所示各行 =

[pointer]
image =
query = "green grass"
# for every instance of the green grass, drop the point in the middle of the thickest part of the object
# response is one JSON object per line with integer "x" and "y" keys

任务说明 =
把上方各行依次排成编号列表，略去空行。

参考答案 =
1. [pointer]
2. image =
3. query = "green grass"
4. # for every instance of the green grass, drop the point in the middle of the thickest part of the object
5. # response is one JSON object per line with integer "x" and "y" keys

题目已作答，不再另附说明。